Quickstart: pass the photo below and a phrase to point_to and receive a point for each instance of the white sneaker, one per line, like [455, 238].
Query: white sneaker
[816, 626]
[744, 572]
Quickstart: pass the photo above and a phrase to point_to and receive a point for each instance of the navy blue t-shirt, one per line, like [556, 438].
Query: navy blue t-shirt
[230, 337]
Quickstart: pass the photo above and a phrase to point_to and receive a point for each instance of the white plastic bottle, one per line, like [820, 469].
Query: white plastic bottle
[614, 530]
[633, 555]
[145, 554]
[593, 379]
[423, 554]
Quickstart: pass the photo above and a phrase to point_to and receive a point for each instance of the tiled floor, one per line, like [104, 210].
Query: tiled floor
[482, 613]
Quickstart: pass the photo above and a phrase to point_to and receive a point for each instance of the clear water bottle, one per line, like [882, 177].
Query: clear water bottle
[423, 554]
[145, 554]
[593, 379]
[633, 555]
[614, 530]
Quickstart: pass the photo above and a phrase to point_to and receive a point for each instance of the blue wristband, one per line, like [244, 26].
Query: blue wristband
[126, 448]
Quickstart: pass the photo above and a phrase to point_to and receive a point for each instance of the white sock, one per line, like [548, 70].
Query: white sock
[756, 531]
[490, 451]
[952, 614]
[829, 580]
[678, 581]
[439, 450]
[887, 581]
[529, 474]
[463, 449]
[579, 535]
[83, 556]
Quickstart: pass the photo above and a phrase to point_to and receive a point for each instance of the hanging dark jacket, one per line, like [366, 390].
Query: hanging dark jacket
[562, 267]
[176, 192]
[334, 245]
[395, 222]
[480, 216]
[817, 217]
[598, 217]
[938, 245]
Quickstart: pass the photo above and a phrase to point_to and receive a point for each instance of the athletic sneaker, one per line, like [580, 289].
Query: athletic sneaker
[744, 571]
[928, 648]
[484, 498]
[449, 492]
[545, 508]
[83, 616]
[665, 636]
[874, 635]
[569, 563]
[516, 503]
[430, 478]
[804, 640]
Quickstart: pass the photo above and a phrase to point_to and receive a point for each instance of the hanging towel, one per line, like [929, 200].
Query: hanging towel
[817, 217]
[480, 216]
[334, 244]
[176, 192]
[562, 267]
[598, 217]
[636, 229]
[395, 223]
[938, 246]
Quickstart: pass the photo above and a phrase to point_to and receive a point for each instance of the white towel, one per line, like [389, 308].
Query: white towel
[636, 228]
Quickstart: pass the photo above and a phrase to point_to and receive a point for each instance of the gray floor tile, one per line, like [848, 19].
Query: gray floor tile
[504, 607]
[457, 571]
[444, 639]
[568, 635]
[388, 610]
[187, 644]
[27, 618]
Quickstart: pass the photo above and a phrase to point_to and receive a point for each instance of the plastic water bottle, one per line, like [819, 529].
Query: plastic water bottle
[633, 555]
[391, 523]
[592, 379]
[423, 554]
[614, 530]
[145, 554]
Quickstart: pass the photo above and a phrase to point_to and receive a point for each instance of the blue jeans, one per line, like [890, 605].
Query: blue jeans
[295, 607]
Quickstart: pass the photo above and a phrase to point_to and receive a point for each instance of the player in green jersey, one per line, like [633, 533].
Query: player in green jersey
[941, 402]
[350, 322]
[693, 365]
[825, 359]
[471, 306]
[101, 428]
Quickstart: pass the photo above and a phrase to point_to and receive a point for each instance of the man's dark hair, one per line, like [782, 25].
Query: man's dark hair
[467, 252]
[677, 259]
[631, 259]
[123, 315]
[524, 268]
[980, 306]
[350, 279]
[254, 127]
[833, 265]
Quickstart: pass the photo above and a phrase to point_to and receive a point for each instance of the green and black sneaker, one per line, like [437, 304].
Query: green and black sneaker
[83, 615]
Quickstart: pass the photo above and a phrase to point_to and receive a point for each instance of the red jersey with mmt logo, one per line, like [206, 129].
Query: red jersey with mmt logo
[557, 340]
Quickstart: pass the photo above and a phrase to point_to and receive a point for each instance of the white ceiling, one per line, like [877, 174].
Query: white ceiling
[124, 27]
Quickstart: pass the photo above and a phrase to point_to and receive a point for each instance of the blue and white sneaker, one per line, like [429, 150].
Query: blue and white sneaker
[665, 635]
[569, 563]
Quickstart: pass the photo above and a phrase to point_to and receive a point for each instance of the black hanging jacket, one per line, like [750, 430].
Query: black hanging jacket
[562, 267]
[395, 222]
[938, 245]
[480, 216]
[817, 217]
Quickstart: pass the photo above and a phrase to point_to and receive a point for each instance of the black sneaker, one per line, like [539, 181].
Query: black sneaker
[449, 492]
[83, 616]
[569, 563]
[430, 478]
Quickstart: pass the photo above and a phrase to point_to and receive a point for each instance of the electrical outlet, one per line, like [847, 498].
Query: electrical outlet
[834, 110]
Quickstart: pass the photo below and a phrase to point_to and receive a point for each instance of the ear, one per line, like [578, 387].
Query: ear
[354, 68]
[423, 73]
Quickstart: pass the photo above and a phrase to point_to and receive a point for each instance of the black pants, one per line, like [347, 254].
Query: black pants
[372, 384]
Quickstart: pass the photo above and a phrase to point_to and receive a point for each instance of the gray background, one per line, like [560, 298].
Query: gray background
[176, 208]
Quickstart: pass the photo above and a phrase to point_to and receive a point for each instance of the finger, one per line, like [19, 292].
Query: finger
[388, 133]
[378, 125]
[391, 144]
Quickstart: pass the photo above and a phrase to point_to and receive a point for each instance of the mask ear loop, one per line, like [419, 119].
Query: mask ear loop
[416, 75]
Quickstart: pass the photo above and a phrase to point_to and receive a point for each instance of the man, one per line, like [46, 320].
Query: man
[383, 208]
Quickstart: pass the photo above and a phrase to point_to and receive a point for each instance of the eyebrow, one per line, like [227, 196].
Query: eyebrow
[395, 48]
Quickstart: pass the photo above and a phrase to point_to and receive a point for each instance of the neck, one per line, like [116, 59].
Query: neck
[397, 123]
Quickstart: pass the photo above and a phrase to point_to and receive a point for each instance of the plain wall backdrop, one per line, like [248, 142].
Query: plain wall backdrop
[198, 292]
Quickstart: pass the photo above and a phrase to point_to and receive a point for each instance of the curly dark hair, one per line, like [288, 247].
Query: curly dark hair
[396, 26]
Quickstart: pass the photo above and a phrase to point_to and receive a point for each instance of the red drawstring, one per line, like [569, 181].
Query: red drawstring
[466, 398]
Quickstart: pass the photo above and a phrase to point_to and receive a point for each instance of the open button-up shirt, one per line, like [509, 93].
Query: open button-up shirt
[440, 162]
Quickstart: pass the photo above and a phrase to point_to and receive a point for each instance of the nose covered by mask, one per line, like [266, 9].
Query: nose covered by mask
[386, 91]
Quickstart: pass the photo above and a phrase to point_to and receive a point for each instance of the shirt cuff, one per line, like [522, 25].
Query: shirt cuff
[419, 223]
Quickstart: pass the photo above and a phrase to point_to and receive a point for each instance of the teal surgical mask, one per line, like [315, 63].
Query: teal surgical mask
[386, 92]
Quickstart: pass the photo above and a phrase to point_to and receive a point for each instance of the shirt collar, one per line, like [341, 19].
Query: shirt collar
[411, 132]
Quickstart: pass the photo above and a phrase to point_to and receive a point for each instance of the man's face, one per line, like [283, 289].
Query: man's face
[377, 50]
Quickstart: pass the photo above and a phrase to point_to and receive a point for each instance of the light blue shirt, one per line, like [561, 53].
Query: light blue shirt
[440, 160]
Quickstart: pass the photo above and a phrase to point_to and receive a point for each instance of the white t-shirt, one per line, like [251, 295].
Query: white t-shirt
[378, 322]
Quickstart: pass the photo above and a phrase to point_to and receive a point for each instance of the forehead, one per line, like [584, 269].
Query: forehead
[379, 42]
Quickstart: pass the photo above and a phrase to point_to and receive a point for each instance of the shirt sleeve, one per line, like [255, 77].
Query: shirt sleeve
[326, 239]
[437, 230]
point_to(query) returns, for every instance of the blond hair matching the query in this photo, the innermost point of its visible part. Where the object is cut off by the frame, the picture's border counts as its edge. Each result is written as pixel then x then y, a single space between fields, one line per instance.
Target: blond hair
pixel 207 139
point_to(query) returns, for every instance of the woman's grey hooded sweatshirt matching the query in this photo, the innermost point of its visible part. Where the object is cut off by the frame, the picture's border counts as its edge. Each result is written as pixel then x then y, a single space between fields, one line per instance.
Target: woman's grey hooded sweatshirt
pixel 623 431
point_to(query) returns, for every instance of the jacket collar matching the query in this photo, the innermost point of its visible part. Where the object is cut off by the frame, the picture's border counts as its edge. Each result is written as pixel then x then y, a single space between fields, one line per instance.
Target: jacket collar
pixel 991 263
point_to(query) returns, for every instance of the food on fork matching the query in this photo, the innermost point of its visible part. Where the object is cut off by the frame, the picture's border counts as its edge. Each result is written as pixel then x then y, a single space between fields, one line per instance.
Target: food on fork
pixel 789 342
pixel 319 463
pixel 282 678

*What you need to do:*
Show each line in the entries that holds the string "innermost".

*Answer to this task:*
point_to(query) returns, for every instance of the blond hair matching the query in this photo, the innermost point of its visible part. Where the object is cut off by the frame, the picture's border counts as its edge. Each result is written as pixel then x then y, a single space between fields, one line per instance.
point_to(query) returns, for every instance of the woman's grey hooded sweatshirt matching the query in this photo, the innermost point of its visible part. Where the object is cut off by the frame, the picture's border counts as its edge. Each result is written as pixel then x then y, a single space between fields, one line per instance.
point_to(query) returns, for every instance of the jacket collar matching the query in this photo, the innermost point of its visible part. Where the object is cut off by the frame, the picture's border counts as its edge. Each result is written as pixel then x then y, a single space between fields, one line per instance.
point_to(query) returns, for every instance of the food on fork matching the query in this photo, the innermost point of its visible part. Where the object is cut off by the frame, the picture's border counts as its edge. Each result is written as pixel then x then y, a single space between fields, one line per instance.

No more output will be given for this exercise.